## start Raw data

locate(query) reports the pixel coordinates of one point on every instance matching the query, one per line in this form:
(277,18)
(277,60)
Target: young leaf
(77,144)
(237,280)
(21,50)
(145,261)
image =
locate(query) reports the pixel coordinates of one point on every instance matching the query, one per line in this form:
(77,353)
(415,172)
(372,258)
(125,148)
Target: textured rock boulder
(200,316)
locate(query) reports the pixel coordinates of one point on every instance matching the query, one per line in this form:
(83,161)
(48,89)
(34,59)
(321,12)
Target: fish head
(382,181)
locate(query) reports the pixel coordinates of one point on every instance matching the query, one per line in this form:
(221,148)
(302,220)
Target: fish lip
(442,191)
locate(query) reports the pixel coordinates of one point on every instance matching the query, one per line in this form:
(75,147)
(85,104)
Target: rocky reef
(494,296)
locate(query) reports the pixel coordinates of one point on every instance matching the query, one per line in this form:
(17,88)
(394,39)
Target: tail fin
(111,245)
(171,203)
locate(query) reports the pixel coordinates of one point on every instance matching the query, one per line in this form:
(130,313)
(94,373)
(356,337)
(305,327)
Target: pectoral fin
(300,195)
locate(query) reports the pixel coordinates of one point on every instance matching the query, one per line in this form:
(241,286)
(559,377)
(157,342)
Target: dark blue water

## end Raw data

[Objective]
Lay out every line of the items above as a JSON list of strings, one string per line, leaving out any blank lines.

[Completed exercise]
[
  "locate(query) reports the pixel coordinates of one point on every instance matching the query, one per line in this form:",
  "(277,18)",
  "(277,60)",
  "Target: young leaf",
  "(77,144)",
  "(237,280)",
  "(21,50)",
  "(145,261)",
  "image =",
  "locate(query) reports the pixel coordinates of one point on every instance matching the query, one per line in this form:",
  "(77,353)",
  "(415,172)",
  "(372,258)",
  "(125,148)",
  "Target: textured rock boulder",
  "(200,316)",
  "locate(query) reports the pixel coordinates of one point on every instance matching the query, one per line in this form:",
  "(83,161)",
  "(48,89)",
  "(34,59)",
  "(321,12)",
  "Target: fish head",
  "(382,181)",
  "locate(query) reports the pixel coordinates of one point on every instance matching the query, one per line in this form:",
  "(221,148)",
  "(302,220)",
  "Target: fish lip",
  "(442,191)",
  "locate(query) reports the pixel coordinates of one point on every instance matching the query, one per line in this form:",
  "(75,147)",
  "(85,104)",
  "Target: rocky reef",
  "(494,296)",
  "locate(query) reports the pixel coordinates of one point on every instance matching the query, one per line in this form:",
  "(17,88)",
  "(394,39)",
  "Target: tail fin",
  "(111,245)",
  "(171,203)",
  "locate(query) reports the pixel coordinates of one point on every instance matching the query, one per line in this form:",
  "(130,313)",
  "(94,373)",
  "(356,337)",
  "(305,327)",
  "Target: pectoral fin",
  "(300,195)",
  "locate(query) reports the pixel coordinates of one point on every instance matching the query, one per line in this form:",
  "(241,286)",
  "(559,377)",
  "(157,342)",
  "Target: dark blue water"
]